Page text ->
↓

The economics of selling a country house: Kiddington Hall

Kiddington Manor, Oxfordshire (Image: Country Life)

An article regarding the sale of Kiddington Hall in the Financial Times has highlighted that the asking price of a country house when put on the market is not the amount which will end up in the buyer’s pocket.

When grade-II listed Kiddington Hall was launched on the market in September 2009, the price tag of £42m reflected its status as one of the most important houses to be offered since the sale of Easton Neston in 2004.  The main house was built in 1673 and sits in the centre of it’s 2,000-acre estate in Oxfordshire, with parkland designed by ‘Capability’ Brown. The house was remodelled in the 1850s by Sir Charles Barry in his trademark Italianate style which included the creation of a large courtyard and extensives terraces in the gardens.

The beautifully elegant house is being sold by Erik Maurice Robson, whose father bought the house for £115,000 in 1950. The sale was court ordered to fund his £8m divorce settlement, and valued his freehold interest in the house and estate at just £16m. This article states that this value is what remains after “excluding furniture, capital gains tax and sale costs”.  Mr Robson has now asked the court to reduce the value of the settlement as, due to a fall in property values, his interest is now worth only £13.18m.  This seems a remarkably small amount to be able to realise from such a high asking price and perhaps emphasises that a country house is not the pot of gold many imagine it to be.

↑

Objectives ->
- 1) List every sum of money given in pounds in the Kiddington Hall article.
- 2) Answer these questions using the Kiddington Hall article:
(a) In what year was the main house built?
(b) Who remodeled the house in the 1850s?
(c) How many acres does the estate cover?
- 3) Write out everything in the Kiddington Hall article from "An article regarding" down to "in the gardens.".
The items below have no connection to the Kiddington Hall article.

Entries shown ->
↓

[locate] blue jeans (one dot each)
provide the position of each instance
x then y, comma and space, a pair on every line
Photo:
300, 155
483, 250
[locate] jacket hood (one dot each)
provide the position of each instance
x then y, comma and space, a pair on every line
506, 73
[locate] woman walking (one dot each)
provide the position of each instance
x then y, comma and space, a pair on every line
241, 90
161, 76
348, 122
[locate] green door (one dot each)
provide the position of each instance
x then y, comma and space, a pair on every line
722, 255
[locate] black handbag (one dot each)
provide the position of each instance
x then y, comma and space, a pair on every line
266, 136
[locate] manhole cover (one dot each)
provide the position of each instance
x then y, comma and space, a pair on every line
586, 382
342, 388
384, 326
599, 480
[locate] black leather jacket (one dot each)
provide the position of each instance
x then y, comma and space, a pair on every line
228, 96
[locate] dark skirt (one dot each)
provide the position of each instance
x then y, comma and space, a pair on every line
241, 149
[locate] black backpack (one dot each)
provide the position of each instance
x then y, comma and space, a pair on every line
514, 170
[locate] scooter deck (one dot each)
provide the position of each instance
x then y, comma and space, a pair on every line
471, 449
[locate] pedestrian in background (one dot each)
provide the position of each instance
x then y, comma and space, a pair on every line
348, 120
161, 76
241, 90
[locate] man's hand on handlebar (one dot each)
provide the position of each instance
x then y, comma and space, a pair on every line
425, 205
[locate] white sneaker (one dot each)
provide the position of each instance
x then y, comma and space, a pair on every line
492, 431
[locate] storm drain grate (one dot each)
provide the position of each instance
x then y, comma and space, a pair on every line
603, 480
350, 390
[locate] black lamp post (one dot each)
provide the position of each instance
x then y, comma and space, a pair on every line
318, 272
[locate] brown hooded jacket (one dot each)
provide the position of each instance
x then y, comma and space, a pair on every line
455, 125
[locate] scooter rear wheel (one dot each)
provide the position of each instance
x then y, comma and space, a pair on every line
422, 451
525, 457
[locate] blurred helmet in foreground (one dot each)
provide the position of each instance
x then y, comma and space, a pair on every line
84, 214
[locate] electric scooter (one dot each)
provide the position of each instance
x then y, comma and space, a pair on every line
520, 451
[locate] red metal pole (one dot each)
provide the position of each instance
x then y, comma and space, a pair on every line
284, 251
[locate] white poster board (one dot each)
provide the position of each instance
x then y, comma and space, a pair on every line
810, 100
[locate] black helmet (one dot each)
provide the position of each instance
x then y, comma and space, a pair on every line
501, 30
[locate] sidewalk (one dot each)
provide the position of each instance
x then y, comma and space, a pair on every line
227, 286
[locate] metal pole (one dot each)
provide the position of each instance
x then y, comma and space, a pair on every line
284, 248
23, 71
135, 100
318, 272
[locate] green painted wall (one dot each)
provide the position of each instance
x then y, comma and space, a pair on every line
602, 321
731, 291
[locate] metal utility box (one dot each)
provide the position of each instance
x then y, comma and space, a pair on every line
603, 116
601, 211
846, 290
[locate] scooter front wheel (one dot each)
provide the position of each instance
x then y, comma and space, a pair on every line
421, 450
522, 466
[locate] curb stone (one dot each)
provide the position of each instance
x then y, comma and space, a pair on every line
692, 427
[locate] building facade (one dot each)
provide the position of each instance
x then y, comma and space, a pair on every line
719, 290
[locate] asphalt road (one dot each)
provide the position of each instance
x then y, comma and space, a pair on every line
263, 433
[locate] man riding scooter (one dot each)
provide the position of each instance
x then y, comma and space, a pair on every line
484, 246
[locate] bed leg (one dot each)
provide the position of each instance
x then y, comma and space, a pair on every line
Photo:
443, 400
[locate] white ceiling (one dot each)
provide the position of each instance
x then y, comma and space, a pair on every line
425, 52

↑

Solutions ->
- 1)
£42m
£115,000
£8m
£16m
£13.18m

- 2)
(a) 1673
(b) Sir Charles Barry
(c) 2,000 acres

- 3)
An article regarding the sale of Kiddington Hall in the Financial Times has highlighted that the asking price of a country house when put on the market is not the amount which will end up in the buyer’s pocket.

When grade-II listed Kiddington Hall was launched on the market in September 2009, the price tag of £42m reflected its status as one of the most important houses to be offered since the sale of Easton Neston in 2004.  The main house was built in 1673 and sits in the centre of it’s 2,000-acre estate in Oxfordshire, with parkland designed by ‘Capability’ Brown. The house was remodelled in the 1850s by Sir Charles Barry in his trademark Italianate style which included the creation of a large courtyard and extensives terraces in the gardens.